### TUGAS 1:
Dalam teks tentang kasmaran, apa yang disebut Ibnul Muqaffa' sebagai hal yang paling menodai nilai seseorang?

### TEKS BACAAN:
□ □ □

KASMARAN yang tidak dalam syariat Islam termasuk tanda atau ciri rendahnya mentalitas, dan ia merupakan aktivitas orang yang tidak mempunyai kesibukan. Orang yang sedang kasmaran akan mengingat-ingat bayangan sang kekasih dalam kesendiriannya.
Kasmaran termasuk tanda atau ciri rendahnya mentalitas, dan ia merupakan aktivitas orang yang tidak mempunyai kesibukan. Orang yang sedang kasmaran akan mengingat-ingat bayangan sang kekasih dalam kesendiriannya, lalu bayangan itu merasuk ke dalam batinnya. Padahal jika dia menyibukkan diri dengan sesuatu yang membuat hatinya berpaling dari sang kekasih, niscaya akan lenyaplah cintanya, musnahlah kasmarannya, dan munculah keinginan untuk melupakannya.
Orang yang tidak memiliki mentalitas tinggi hampir tidak lolos dari bencana kasmaran ini. Dan orang yang bermentalitas sajalah yang enggan bersikap melankolis. Di lain pihak, hawa nafsu terus berusaha meluluhkan hati orang yang tegar mentalitasnya.
Di manakah kedudukan orang yang lepas kendali dan mengumbar syahwatnya ini apabila dibandingkan dengan Imam as-Syafi’i yang berkata: “Seandainya aku tahu bahwa air yang dingin dapat menodai kehormatan, niscaya aku tidak akan meminumnya,” Raudhatul Muhibbin wa Nuzhah al-Musytaqin karya Ibnul Qayyim (hlm. 467).
Ibnul Muqaffa’ menyatakan: “Ketahuilah bahwa hal yang paling menodai nilai seseorang, merusak tubuhnya, menghabiskan hartanya, menghilangkan akal sehatnya, menjatuhkan martabatnya, serta memusnahkan kemuliaan dan kewibawaannya adalah gandrung terhadap kaum wanita. Di antara petaka yang akan menimpa laki-laki penggandrung wanita adalah selalu bosan dengan apa yang dimilikinya dan kedua matanya selalu berambisi untuk mendapatkan wanita yang tidak dimilikinya, padahal wanita itu tidak berbeda antara satu dengan yang lainnya.

□ □ □

### CATATAN YANG TERSEDIA:
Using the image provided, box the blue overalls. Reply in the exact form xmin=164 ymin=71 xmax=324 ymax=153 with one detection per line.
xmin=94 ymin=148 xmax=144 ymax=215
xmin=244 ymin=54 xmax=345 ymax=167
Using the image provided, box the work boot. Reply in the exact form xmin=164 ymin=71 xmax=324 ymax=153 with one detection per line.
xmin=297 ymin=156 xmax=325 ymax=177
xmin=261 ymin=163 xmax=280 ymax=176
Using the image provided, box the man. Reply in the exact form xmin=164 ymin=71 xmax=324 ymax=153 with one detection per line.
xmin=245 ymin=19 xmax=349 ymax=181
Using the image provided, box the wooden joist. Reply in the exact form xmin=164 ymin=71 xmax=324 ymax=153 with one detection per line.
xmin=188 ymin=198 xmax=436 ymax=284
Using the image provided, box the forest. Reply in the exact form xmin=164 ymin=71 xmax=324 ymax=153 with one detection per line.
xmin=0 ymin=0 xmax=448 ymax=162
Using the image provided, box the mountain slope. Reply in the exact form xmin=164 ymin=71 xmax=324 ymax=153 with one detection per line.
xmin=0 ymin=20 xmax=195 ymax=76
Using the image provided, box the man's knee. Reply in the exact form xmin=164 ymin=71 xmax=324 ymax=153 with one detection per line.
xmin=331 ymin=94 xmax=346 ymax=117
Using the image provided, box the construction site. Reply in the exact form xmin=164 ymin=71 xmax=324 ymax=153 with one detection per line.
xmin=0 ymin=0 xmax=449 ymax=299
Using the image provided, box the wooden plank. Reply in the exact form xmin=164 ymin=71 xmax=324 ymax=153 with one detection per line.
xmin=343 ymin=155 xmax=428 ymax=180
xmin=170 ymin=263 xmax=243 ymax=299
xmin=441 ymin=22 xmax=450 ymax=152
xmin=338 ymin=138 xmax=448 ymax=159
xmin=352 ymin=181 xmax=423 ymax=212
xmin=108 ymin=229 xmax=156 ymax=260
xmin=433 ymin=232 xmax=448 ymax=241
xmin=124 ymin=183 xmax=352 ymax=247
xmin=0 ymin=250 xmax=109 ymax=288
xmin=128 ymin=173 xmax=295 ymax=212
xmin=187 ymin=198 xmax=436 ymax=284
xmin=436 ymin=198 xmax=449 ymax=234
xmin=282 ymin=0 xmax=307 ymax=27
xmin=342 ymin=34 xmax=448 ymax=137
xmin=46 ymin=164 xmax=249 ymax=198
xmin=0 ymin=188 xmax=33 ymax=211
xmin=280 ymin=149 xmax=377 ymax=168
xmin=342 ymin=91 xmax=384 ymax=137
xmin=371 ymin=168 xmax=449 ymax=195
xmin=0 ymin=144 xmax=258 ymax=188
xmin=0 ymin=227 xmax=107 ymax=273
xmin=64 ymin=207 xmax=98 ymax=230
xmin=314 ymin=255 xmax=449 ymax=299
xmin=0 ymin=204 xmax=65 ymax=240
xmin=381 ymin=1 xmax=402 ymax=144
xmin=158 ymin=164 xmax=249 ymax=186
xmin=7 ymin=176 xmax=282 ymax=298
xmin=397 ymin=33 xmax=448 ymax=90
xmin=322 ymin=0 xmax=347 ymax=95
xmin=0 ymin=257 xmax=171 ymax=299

□ □ □

### TUGAS 2:
Salin tanpa perubahan bagian catatan mulai dari baris yang memuat "Using the image provided, box the forest." hingga baris yang memuat "xmin=0 ymin=0 xmax=449 ymax=299", termasuk kedua baris tersebut.

### JAWABAN YANG DIHARAPKAN 1:
Gandrung terhadap kaum wanita.

### JAWABAN YANG DIHARAPKAN 2:
Using the image provided, box the forest. Reply in the exact form xmin=164 ymin=71 xmax=324 ymax=153 with one detection per line.
xmin=0 ymin=0 xmax=448 ymax=162
Using the image provided, box the mountain slope. Reply in the exact form xmin=164 ymin=71 xmax=324 ymax=153 with one detection per line.
xmin=0 ymin=20 xmax=195 ymax=76
Using the image provided, box the man's knee. Reply in the exact form xmin=164 ymin=71 xmax=324 ymax=153 with one detection per line.
xmin=331 ymin=94 xmax=346 ymax=117
Using the image provided, box the construction site. Reply in the exact form xmin=164 ymin=71 xmax=324 ymax=153 with one detection per line.
xmin=0 ymin=0 xmax=449 ymax=299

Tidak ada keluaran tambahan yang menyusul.